- [Source excerpt]:
--- START ---

Military cooperation and rule of law in Poland and Malta will top the EU agenda next week, as Europe also hosts global talks on climate change.

About 20 out of the 28 EU states are expected to sign up to deeper military integration in the margins of a foreign ministers' meeting in Brussels on Monday (13 November).

The scheme, called Permanent Structured Cooperation, which could see coalitions of the willing create joint rapid reaction forces or buy high-end military technology together, will be formally launched by EU leaders at a summit in December.

Foreign ministers will also discuss whether to build up an EU counter-propaganda cell that fights Russian disinformation in eastern Europe and the Western Balkans.

They will debate whether to go further on sanctions against Myanmar over its ethnic cleansing of the Rohingya Muslim minority and whether there is a real risk that the US could overturn the Iran nuclear non-proliferation deal.

The European Parliament, which meets in Strasbourg this week, will hold two debates on rule of law.

MEPs will vote on a resolution on Wednesday that is expected to say "the current situation in Poland represented a clear risk of a serious breach" of EU values, referring to the ruling PiS party's attempt to seize control of the country's courts.

--- END ---

- [Supplied records]:
--- START ---

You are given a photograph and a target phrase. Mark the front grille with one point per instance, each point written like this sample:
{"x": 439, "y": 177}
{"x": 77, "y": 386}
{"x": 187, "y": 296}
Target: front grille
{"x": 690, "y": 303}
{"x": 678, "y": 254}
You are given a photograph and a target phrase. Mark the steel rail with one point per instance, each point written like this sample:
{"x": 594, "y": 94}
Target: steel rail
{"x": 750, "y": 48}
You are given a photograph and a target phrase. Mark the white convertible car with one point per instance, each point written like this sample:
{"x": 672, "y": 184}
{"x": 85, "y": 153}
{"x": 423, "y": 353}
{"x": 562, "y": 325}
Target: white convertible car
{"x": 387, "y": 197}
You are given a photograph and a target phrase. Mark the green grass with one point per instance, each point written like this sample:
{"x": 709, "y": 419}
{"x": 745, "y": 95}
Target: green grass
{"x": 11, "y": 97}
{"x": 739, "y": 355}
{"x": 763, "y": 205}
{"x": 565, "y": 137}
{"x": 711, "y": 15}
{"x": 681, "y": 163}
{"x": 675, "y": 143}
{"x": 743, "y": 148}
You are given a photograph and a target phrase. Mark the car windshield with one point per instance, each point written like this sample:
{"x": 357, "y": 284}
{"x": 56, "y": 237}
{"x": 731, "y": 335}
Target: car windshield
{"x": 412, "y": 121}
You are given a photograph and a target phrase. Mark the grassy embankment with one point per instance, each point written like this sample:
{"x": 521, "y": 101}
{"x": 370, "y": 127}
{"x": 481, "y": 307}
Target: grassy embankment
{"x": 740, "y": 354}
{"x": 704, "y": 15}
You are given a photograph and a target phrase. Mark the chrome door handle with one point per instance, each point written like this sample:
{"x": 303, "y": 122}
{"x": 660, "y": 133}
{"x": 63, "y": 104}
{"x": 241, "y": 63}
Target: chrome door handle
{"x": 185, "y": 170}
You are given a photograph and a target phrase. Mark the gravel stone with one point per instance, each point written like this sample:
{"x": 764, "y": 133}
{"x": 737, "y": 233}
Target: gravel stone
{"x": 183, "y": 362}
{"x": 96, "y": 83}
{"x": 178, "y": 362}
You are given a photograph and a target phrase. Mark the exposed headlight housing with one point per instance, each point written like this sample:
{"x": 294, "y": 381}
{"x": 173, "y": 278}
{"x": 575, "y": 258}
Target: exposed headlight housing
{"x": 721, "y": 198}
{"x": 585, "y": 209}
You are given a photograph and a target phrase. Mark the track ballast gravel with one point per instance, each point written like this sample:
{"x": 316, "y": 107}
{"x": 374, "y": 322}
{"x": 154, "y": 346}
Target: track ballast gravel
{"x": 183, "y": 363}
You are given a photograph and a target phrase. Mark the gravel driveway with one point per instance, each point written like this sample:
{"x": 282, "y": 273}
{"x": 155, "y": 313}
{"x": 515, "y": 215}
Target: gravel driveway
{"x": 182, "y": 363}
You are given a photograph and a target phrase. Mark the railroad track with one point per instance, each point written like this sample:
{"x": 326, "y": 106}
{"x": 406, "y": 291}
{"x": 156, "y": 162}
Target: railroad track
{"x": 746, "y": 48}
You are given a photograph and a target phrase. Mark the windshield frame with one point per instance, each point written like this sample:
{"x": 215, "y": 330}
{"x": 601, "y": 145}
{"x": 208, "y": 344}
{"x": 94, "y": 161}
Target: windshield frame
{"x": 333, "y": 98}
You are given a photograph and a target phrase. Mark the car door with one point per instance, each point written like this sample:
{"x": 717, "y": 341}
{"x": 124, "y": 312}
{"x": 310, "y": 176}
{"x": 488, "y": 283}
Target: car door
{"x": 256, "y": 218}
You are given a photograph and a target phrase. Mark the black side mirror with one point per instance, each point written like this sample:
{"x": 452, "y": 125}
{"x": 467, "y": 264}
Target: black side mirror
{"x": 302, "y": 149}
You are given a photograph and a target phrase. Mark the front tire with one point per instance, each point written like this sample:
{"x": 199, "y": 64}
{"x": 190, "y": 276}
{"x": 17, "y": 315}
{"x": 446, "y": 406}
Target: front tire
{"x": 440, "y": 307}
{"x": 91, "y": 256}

--- END ---

- [Work instructions]:
A. Copy out the entire EU agenda passage word for word.
B. Pull out every line of the records that contains the word "stone".
The EU agenda passage has no connection to the records.

- [List of solutions]:
A.
Military cooperation and rule of law in Poland and Malta will top the EU agenda next week, as Europe also hosts global talks on climate change.

About 20 out of the 28 EU states are expected to sign up to deeper military integration in the margins of a foreign ministers' meeting in Brussels on Monday (13 November).

The scheme, called Permanent Structured Cooperation, which could see coalitions of the willing create joint rapid reaction forces or buy high-end military technology together, will be formally launched by EU leaders at a summit in December.

Foreign ministers will also discuss whether to build up an EU counter-propaganda cell that fights Russian disinformation in eastern Europe and the Western Balkans.

They will debate whether to go further on sanctions against Myanmar over its ethnic cleansing of the Rohingya Muslim minority and whether there is a real risk that the US could overturn the Iran nuclear non-proliferation deal.

The European Parliament, which meets in Strasbourg this week, will hold two debates on rule of law.

MEPs will vote on a resolution on Wednesday that is expected to say "the current situation in Poland represented a clear risk of a serious breach" of EU values, referring to the ruling PiS party's attempt to seize control of the country's courts.

B.
You are given a photograph and a target phrase. Mark the gravel stone with one point per instance, each point written like this sample:
Target: gravel stone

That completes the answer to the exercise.